* TASK TO COMPLETE
Arrange all of the data below as a two-column CSV headed input and output, with one row for each input paired with its output. Put every value in a single quoted field and replace its line breaks with spaces.

***** DATA ROWS

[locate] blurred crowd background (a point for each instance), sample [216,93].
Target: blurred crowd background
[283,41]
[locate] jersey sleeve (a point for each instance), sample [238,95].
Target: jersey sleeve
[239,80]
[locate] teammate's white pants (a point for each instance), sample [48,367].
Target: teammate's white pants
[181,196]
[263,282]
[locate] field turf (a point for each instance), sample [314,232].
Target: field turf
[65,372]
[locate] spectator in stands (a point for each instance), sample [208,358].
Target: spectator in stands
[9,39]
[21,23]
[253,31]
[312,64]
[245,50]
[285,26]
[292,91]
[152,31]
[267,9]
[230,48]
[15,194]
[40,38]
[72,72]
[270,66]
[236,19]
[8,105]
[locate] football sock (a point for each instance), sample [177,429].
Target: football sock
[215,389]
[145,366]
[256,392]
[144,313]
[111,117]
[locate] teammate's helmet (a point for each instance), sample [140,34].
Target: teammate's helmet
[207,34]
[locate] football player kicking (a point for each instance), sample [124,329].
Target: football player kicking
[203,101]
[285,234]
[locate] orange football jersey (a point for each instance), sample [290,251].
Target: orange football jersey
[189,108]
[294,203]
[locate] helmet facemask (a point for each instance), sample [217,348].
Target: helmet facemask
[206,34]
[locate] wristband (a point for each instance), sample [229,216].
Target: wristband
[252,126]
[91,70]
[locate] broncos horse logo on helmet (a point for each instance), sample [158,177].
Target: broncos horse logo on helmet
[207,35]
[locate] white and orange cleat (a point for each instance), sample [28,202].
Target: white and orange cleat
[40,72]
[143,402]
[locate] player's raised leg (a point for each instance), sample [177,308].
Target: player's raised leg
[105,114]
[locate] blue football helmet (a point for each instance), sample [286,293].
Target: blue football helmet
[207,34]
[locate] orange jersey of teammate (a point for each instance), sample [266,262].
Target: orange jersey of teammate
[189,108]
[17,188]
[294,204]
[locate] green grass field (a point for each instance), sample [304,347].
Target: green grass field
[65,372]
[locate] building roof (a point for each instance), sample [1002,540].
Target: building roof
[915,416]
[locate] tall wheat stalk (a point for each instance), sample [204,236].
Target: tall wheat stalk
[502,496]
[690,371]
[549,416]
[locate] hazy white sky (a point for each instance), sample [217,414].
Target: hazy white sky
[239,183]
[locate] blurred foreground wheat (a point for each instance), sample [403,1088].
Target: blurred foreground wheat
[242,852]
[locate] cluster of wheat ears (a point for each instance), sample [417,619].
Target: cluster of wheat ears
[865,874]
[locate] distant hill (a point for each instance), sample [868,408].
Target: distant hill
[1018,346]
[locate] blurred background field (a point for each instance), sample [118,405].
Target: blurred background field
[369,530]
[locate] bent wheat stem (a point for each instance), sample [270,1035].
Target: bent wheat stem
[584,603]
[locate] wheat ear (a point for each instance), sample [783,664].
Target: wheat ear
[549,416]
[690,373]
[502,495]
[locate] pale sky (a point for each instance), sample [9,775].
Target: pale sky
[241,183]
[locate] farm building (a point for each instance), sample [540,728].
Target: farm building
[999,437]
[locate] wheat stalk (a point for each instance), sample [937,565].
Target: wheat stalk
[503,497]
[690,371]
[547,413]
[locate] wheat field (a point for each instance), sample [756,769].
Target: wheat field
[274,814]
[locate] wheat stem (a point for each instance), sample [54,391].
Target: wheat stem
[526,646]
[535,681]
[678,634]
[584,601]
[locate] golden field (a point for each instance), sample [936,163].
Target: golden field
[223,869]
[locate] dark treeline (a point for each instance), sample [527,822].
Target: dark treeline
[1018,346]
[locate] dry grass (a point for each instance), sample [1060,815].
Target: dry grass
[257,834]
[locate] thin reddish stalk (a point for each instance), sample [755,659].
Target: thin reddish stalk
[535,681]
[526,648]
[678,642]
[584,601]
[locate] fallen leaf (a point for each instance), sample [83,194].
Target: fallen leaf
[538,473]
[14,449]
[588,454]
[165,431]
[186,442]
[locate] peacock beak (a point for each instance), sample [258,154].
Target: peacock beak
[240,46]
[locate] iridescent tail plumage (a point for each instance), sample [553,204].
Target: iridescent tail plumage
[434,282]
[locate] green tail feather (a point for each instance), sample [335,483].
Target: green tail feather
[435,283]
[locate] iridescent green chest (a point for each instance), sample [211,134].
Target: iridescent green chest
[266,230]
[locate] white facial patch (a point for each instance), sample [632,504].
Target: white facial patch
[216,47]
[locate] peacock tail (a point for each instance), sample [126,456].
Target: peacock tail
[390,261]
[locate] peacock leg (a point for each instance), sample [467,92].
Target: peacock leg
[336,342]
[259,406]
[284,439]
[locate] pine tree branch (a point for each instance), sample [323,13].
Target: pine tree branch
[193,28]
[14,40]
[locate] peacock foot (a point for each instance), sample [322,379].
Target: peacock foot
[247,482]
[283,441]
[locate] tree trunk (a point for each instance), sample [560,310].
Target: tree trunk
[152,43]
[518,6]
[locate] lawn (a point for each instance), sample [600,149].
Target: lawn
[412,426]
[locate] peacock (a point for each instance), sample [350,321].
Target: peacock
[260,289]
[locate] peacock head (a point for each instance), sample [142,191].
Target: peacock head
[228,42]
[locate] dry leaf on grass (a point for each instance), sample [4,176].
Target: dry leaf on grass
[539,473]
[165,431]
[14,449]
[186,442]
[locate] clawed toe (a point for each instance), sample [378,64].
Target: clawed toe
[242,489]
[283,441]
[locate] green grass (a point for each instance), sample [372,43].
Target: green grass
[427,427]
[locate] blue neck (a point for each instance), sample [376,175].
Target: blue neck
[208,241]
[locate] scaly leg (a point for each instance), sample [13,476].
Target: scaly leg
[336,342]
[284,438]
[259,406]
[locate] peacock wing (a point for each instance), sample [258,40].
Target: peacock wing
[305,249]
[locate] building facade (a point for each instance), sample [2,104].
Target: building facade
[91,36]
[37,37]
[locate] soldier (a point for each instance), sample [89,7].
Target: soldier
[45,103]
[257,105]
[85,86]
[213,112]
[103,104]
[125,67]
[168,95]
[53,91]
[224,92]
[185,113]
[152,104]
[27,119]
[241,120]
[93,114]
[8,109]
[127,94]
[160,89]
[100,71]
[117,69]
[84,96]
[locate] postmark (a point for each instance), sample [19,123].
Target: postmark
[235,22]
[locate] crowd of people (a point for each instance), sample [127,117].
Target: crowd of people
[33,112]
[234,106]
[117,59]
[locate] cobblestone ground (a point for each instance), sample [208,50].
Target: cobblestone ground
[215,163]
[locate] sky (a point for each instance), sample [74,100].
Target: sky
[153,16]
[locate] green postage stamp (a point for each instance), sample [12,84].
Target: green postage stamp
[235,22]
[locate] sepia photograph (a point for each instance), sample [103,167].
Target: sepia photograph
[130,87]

**********

* RESULT FOR THIS EXERCISE
input,output
"[locate] blurred crowd background (a point for each instance), sample [216,93]. Target: blurred crowd background","[283,41]"
"[locate] jersey sleeve (a point for each instance), sample [238,95]. Target: jersey sleeve","[239,80]"
"[locate] teammate's white pants (a point for each instance), sample [48,367]. Target: teammate's white pants","[181,196] [263,282]"
"[locate] field turf (a point for each instance), sample [314,232]. Target: field turf","[65,372]"
"[locate] spectator in stands (a point for each instance), sample [208,358]. Target: spectator in stands","[9,39] [21,23] [253,31] [312,64] [245,50] [285,26] [292,91] [152,31] [267,9] [230,48] [15,194] [40,38] [72,72] [270,66] [236,19] [8,105]"
"[locate] football sock (a point for each instance), sample [177,429]. Target: football sock","[215,389] [145,366] [256,392] [144,313] [111,117]"
"[locate] teammate's helmet (a point for each instance), sample [140,34]. Target: teammate's helmet","[207,34]"
"[locate] football player kicking (a point for each instance), sample [124,329]. Target: football player kicking","[203,101] [285,234]"
"[locate] orange football jersey (a point for each instance), sample [290,251]. Target: orange football jersey","[189,108] [294,203]"
"[locate] helmet facemask (a point for each instance), sample [217,348]. Target: helmet facemask","[206,34]"
"[locate] wristband (a point for each instance), sample [229,216]. Target: wristband","[252,126] [91,70]"
"[locate] broncos horse logo on helmet (a point for each instance), sample [158,177]. Target: broncos horse logo on helmet","[207,35]"
"[locate] white and orange cleat (a point for each instance), sample [28,202]. Target: white and orange cleat","[40,72] [143,402]"
"[locate] player's raised leg (a point for each instance), sample [177,308]. Target: player's raised leg","[105,114]"
"[locate] blue football helmet (a point for each instance), sample [286,293]. Target: blue football helmet","[207,34]"
"[locate] orange jersey of teammate (a point for each instance), sample [266,262]. Target: orange jersey of teammate","[189,108] [17,188] [294,204]"
"[locate] green grass field (a point for each instance), sample [304,347]. Target: green grass field","[65,372]"
"[locate] building roof (a point for each instance), sample [1002,540]. Target: building roof","[915,416]"
"[locate] tall wheat stalk (a point for each instance), sample [204,236]. Target: tall wheat stalk","[502,496] [690,371] [549,416]"
"[locate] hazy white sky (a point for each instance), sample [217,414]. Target: hazy white sky","[239,183]"
"[locate] blurred foreground wheat (a point for each instance), sample [403,1088]. Target: blurred foreground wheat","[242,852]"
"[locate] cluster of wheat ears (a point for each instance), sample [417,619]. Target: cluster of wheat ears","[865,874]"
"[locate] distant hill (a point for each instance), sample [868,408]. Target: distant hill","[1018,346]"
"[locate] blurred background field (a point for each instance), sample [118,405]. Target: blurred background field","[369,530]"
"[locate] bent wheat stem (a point for each instance), sample [270,1035]. Target: bent wheat stem","[584,603]"
"[locate] wheat ear (a point for each instance), sample [783,664]. Target: wheat ear","[549,416] [690,373] [502,495]"
"[locate] pale sky (a point for each instance), sample [9,775]. Target: pale sky","[241,183]"
"[locate] farm building (a point for each instance), sample [540,728]. Target: farm building","[999,437]"
"[locate] wheat stalk (a point for each instance), sample [937,565]. Target: wheat stalk","[503,497] [690,371] [547,413]"
"[locate] wheat field (a point for each instance), sample [756,769]. Target: wheat field","[274,814]"
"[locate] wheat stem (a point for each instance), sample [54,391]. Target: wheat stem","[526,646] [535,681] [678,634] [584,601]"
"[locate] golden field (a point for each instance), sample [936,163]. Target: golden field","[223,869]"
"[locate] dark treeline (a point for each instance), sample [527,822]. Target: dark treeline","[1018,346]"
"[locate] dry grass (a point for each instance), sample [1060,815]. Target: dry grass","[257,834]"
"[locate] thin reddish stalk (a point for each instance), sample [755,659]. Target: thin reddish stalk","[535,681] [526,648] [678,642] [584,601]"
"[locate] fallen leaf (a point for each instance), sample [83,194]. Target: fallen leaf","[538,473] [14,449] [588,454] [165,431] [186,442]"
"[locate] peacock beak (a point for each instance), sample [258,154]. Target: peacock beak","[240,46]"
"[locate] iridescent tail plumage (a point for each instance), sample [553,204]. Target: iridescent tail plumage","[434,282]"
"[locate] green tail feather (a point for each instance), sample [335,483]. Target: green tail feather","[435,283]"
"[locate] iridescent green chest (a point for each instance), sample [211,134]. Target: iridescent green chest","[266,230]"
"[locate] white facial patch (a point for each instance), sample [632,504]. Target: white facial patch","[216,47]"
"[locate] peacock tail (a point for each instance), sample [126,456]. Target: peacock tail","[390,261]"
"[locate] peacock leg (a point for each instance), sample [467,92]. Target: peacock leg","[336,342] [259,406] [284,439]"
"[locate] pine tree branch (a point for each instance), sample [323,13]. Target: pine tree branch","[193,28] [14,40]"
"[locate] peacock foot (a point for each instance), sample [322,379]. Target: peacock foot","[247,482] [283,441]"
"[locate] tree trunk (a point for each instance), sample [560,310]. Target: tree trunk","[152,43] [518,6]"
"[locate] lawn (a point for each instance), sample [600,149]. Target: lawn","[412,426]"
"[locate] peacock (a point for each instance), sample [350,321]. Target: peacock","[260,289]"
"[locate] peacock head (a point for each instance), sample [142,191]. Target: peacock head","[228,42]"
"[locate] dry leaf on grass (a point for each instance), sample [4,176]. Target: dry leaf on grass","[539,473] [165,431] [14,449] [186,442]"
"[locate] clawed toe (a point for each instance), sample [378,64]. Target: clawed toe","[242,489] [283,441]"
"[locate] green grass (a point for each instance), sample [372,43]. Target: green grass","[427,427]"
"[locate] blue neck (a point for each instance), sample [376,175]. Target: blue neck","[208,241]"
"[locate] scaly leg (a point for each instance), sample [13,476]. Target: scaly leg","[336,342] [284,438] [259,406]"
"[locate] peacock wing (a point for each instance), sample [258,40]. Target: peacock wing","[305,249]"
"[locate] building facade (a point for each instance), sample [2,104]. Target: building facade","[91,36] [37,37]"
"[locate] soldier (a point for each instance), sample [89,7]. Target: soldier","[45,103] [257,105] [85,86] [213,112] [103,104] [125,67] [168,95] [53,91] [224,92] [185,113] [152,104] [27,119] [241,120] [93,114] [8,109] [127,94] [160,89] [100,71] [117,69] [84,96]"
"[locate] postmark (a point for each instance), sample [19,123]. Target: postmark","[235,22]"
"[locate] crowd of people (a point for each instance), sample [127,117]. Target: crowd of people","[33,112] [234,106] [117,59]"
"[locate] cobblestone ground (a point for each instance), sample [208,50]. Target: cobblestone ground","[215,163]"
"[locate] sky (a point for each instance), sample [74,100]. Target: sky","[153,16]"
"[locate] green postage stamp (a point for each instance), sample [12,84]. Target: green postage stamp","[235,22]"
"[locate] sepia photograph (a point for each instance), sample [103,167]. Target: sepia photograph","[130,87]"